▶ _Exercise brief_
Transcribe the full news article below on the New South Wales budget, reproducing every word and punctuation mark without change.

NSW budget hits workers, women, public housing and environment

June 23, 2022
Issue 
Nurses and midwives took strike action this year for a fair pay rise and safe nurse-to-patient ratios. Photo: Pip Hinman

The New South Wales Coalition budget on June 21 locks in a wage cut for public sector workers, brings in a new land tax and further entrenches the privatisation of transport.

Unions NSW secretary Mark Morey criticised the government for locking in an effective wage cut of 2.5% for essential workers. “This means the average public sector worker at hospitals, schools, emergency services and other critical areas, will experience a real wage cut of $2142,” he said.

The government’s longstanding 2.5% public sector wage cap was lifted to 3% for the coming financial year and 3.5% in 2023–24, but inflation is currently running at more than 5% and forecast to exceed 7% next year.

“This impacts every worker as the wage cap in NSW suppresses wages across the entire economy,” Morey said.

On housing policy, in addition to other measures, the government has announced an initial, and limited, land tax in place of the traditional stamp duty on new home purchases.

“Under the new, watered-down property tax plan, first home buyers will have the option of paying the upfront cost of stamp duty or a small, annual property tax payment of $400, plus 0.3% of the land value of the property,” the Combined Pensioners and Superannuants Association (CPSA) explained on June 22.

▶ _Dataset records_
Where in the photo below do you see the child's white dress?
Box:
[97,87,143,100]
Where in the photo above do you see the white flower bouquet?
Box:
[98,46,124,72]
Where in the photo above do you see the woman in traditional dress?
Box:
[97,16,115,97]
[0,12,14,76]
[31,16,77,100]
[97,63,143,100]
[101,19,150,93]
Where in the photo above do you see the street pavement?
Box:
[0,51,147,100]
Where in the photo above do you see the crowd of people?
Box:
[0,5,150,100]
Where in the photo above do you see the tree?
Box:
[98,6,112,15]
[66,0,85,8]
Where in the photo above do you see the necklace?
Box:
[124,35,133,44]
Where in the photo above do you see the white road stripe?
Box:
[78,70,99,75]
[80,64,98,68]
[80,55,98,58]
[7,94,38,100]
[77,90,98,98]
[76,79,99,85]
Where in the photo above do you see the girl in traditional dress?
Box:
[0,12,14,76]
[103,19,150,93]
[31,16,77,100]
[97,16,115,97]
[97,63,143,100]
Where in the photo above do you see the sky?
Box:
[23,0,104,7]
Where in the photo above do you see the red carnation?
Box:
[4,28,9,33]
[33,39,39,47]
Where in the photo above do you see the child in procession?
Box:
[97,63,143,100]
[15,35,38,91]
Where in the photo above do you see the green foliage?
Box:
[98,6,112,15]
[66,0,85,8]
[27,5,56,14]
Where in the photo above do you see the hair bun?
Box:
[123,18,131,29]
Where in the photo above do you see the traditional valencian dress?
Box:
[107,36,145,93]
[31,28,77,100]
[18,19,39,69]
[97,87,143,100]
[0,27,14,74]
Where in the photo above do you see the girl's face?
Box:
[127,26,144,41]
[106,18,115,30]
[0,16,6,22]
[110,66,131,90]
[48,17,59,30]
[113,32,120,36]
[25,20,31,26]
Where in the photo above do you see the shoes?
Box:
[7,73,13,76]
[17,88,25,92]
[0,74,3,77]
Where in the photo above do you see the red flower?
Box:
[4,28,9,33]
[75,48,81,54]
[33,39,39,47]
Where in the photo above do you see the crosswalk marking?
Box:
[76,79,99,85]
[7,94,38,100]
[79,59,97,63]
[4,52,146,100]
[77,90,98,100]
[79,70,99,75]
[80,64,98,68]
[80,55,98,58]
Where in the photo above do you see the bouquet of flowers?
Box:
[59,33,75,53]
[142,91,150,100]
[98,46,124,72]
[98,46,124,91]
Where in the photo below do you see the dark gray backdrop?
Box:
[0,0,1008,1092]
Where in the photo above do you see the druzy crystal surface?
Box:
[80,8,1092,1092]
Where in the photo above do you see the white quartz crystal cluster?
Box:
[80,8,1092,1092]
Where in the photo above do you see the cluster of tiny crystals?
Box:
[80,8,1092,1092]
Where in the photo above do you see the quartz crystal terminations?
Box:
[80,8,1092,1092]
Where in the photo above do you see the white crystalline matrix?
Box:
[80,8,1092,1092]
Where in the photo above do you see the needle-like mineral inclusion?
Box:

▶ _Reply_
NSW budget hits workers, women, public housing and environment

June 23, 2022
Issue 
Nurses and midwives took strike action this year for a fair pay rise and safe nurse-to-patient ratios. Photo: Pip Hinman

The New South Wales Coalition budget on June 21 locks in a wage cut for public sector workers, brings in a new land tax and further entrenches the privatisation of transport.

Unions NSW secretary Mark Morey criticised the government for locking in an effective wage cut of 2.5% for essential workers. “This means the average public sector worker at hospitals, schools, emergency services and other critical areas, will experience a real wage cut of $2142,” he said.

The government’s longstanding 2.5% public sector wage cap was lifted to 3% for the coming financial year and 3.5% in 2023–24, but inflation is currently running at more than 5% and forecast to exceed 7% next year.

“This impacts every worker as the wage cap in NSW suppresses wages across the entire economy,” Morey said.

On housing policy, in addition to other measures, the government has announced an initial, and limited, land tax in place of the traditional stamp duty on new home purchases.

“Under the new, watered-down property tax plan, first home buyers will have the option of paying the upfront cost of stamp duty or a small, annual property tax payment of $400, plus 0.3% of the land value of the property,” the Combined Pensioners and Superannuants Association (CPSA) explained on June 22.